THE RECORDS:

☆ ☆ ☆ ☆ ☆

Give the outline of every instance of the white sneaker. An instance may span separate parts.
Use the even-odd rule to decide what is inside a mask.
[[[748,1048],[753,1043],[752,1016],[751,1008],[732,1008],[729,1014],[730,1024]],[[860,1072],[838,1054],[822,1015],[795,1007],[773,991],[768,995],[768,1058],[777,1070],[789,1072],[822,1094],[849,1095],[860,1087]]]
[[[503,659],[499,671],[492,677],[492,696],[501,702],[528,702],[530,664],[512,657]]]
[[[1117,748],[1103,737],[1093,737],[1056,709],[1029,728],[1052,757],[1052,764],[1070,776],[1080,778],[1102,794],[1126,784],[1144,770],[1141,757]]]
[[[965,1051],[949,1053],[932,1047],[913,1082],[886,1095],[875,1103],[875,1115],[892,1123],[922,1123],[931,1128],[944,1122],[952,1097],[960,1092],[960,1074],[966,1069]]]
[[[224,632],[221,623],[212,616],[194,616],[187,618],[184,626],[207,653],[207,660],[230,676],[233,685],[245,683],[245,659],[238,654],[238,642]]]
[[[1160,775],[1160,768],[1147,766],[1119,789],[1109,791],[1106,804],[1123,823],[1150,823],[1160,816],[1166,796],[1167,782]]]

☆ ☆ ☆ ☆ ☆

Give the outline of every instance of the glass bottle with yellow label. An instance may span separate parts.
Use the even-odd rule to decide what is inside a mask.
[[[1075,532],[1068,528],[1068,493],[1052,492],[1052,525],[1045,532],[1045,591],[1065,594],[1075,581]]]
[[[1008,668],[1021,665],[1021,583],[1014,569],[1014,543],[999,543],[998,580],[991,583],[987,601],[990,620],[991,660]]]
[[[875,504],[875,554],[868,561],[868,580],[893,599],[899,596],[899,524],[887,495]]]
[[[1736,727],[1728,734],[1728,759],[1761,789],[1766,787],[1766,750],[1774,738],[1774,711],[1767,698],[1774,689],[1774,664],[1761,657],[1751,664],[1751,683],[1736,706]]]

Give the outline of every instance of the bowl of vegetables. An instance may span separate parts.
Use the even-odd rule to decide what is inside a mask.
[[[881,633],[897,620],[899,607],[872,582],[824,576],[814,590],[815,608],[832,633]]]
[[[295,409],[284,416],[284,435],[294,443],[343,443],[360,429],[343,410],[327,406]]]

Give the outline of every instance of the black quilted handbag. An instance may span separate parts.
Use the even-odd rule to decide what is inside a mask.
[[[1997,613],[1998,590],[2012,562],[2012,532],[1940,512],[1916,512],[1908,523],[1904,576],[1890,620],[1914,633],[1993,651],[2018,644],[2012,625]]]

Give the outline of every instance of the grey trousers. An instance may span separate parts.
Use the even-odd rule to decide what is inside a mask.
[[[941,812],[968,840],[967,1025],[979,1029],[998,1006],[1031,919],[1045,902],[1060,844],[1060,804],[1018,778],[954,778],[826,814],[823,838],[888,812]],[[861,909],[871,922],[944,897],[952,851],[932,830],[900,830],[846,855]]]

☆ ☆ ☆ ☆ ☆

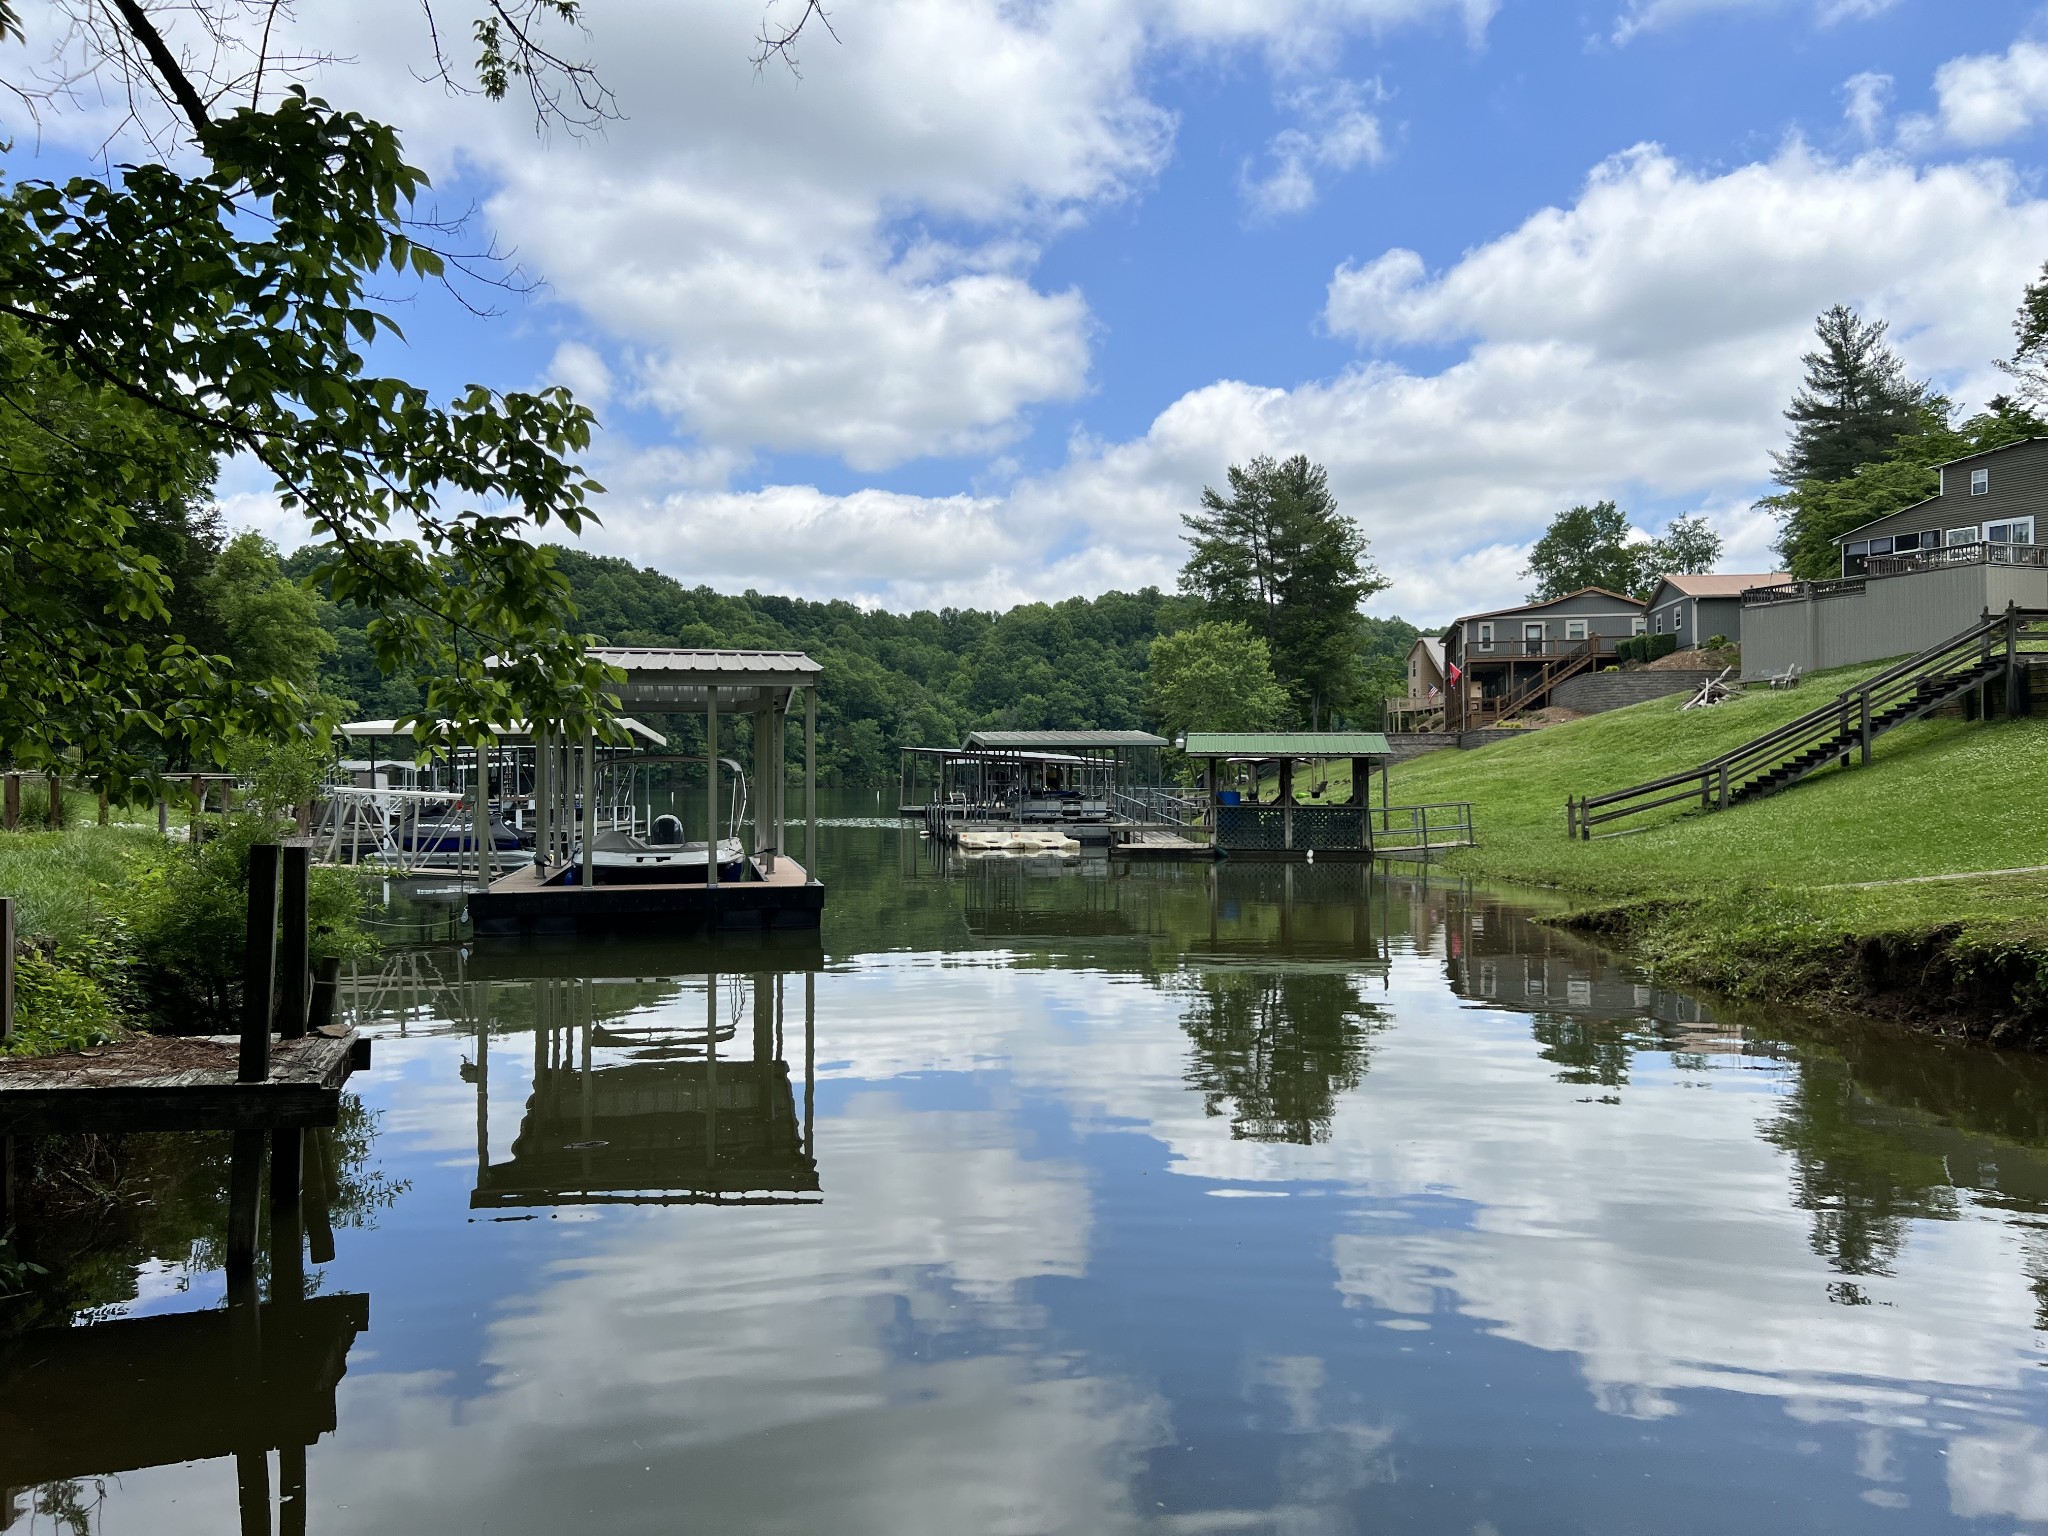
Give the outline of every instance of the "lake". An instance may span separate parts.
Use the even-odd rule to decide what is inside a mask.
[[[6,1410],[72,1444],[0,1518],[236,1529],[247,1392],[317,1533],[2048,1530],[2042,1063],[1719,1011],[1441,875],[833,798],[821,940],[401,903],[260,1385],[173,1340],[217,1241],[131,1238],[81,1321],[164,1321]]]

☆ ☆ ☆ ☆ ☆

Whenever the word "Give" shows up in a line of the entries above, copy that line.

Give the outline of every instance of the white sneaker. An instance may span separate parts.
Give the outline of every instance of the glass bottle with yellow label. An instance may span separate parts.
Give the outline of every instance of the bowl of vegetables. An instance may span separate parts.
Give the outline of every instance of the black quilted handbag. An instance may span separate parts.
Give the outline of every instance of the grey trousers. An instance may span separate parts.
Give the outline of every instance of the "lake". An instance may span separate parts.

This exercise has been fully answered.